__WHAT YOU NEED TO DO__: Rewrite the listing below, changing every "planogram checker" to "shelf audit tool" and keeping the rest identical.

-- Start DATA PROVIDED --

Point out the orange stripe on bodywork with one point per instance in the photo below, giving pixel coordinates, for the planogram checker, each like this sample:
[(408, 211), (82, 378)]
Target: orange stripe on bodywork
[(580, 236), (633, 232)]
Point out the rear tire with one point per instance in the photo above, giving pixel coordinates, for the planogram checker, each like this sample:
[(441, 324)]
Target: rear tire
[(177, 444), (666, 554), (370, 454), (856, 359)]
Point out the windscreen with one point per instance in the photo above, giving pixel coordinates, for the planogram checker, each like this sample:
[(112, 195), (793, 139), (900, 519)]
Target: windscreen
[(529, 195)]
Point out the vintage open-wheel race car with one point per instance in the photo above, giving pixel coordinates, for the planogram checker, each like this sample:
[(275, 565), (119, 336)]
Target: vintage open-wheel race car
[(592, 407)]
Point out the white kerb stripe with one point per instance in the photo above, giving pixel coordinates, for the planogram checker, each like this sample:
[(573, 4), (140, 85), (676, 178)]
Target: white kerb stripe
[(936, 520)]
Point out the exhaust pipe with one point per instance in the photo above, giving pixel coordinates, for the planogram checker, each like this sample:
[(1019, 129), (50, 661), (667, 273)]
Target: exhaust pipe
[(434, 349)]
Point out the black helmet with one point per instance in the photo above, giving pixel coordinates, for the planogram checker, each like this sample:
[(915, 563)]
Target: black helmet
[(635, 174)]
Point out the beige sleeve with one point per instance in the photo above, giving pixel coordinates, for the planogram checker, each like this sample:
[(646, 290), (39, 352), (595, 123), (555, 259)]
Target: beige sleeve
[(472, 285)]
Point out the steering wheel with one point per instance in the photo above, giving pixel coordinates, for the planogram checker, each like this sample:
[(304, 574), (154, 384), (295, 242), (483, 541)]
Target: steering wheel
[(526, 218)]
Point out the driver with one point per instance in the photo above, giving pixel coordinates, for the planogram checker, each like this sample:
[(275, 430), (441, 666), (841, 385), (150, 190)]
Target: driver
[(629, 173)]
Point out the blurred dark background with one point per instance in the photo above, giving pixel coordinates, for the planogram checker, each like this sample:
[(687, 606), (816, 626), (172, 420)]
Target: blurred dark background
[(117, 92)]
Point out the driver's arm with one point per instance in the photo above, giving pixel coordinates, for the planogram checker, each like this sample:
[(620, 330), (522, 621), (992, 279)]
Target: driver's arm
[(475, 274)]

-- End DATA PROVIDED --

__TASK ANSWER__:
Point out the orange stripe on bodywork with one point per instance in the photo below, giving pixel coordinates, for the shelf audit tool, each like this sample:
[(408, 211), (82, 378)]
Target: orange stripe on bodywork
[(580, 236), (633, 232)]
Point out the rear tire with one point per instance in the photo above, giving pixel coordinates, for the shelf audit tool, each like this sample:
[(441, 324)]
Target: rear tire
[(177, 444), (666, 554), (370, 454), (856, 359)]
Point out the windscreen with one point per instance in the photo above, giving pixel coordinates, for the shelf audit tool, each like this sample:
[(112, 195), (793, 139), (900, 519)]
Target: windscreen
[(529, 195)]
Point out the vintage open-wheel race car with one point per instance in the photo above, giving pixel coordinates, for the shelf audit tool, each like this sample:
[(275, 565), (119, 336)]
Target: vintage open-wheel race car
[(592, 407)]
Point out the white kerb stripe with one point per instance in the photo above, giving pixel coordinates, for the shelf audit tool, each like this sample:
[(573, 4), (140, 85), (676, 178)]
Target: white kerb stripe
[(936, 520)]
Point out the exhaust pipe with one point per instance in the photo above, giving pixel coordinates, for the shelf audit tool, each like this sample:
[(1019, 129), (50, 661), (667, 273)]
Target: exhaust pipe
[(434, 349)]
Point out the black helmet with one point per instance in the photo above, giving pixel coordinates, for the shelf audit tool, each like this sample:
[(915, 563)]
Target: black helmet
[(635, 174)]
Point out the beige sleeve with one point per instance in the photo above, giving pixel coordinates, for the shelf audit tool, each like this sample:
[(646, 290), (39, 352), (595, 123), (555, 259)]
Target: beige sleeve
[(472, 285)]
Point out the steering wheel with one point per instance in the photo above, giving pixel coordinates, for the shelf audit tool, each like this sample:
[(304, 574), (154, 384), (295, 242), (483, 541)]
Target: steering wheel
[(526, 218)]
Point out the driver with one point per instance in the photo above, giving pixel coordinates, for the shelf audit tool, each like this sample:
[(275, 430), (441, 666), (841, 385), (150, 190)]
Target: driver
[(629, 173)]
Point out the blurred dark background with one point per instance in the photo above, giving pixel coordinates, for the shelf audit tool, each like this sample:
[(687, 606), (816, 626), (172, 420)]
Target: blurred dark background
[(117, 92)]
Point out the driver's arm with one point per instance in the photo above, giving pixel coordinates, for the shelf audit tool, each like this sample:
[(620, 330), (522, 621), (992, 279)]
Target: driver's arm
[(475, 274)]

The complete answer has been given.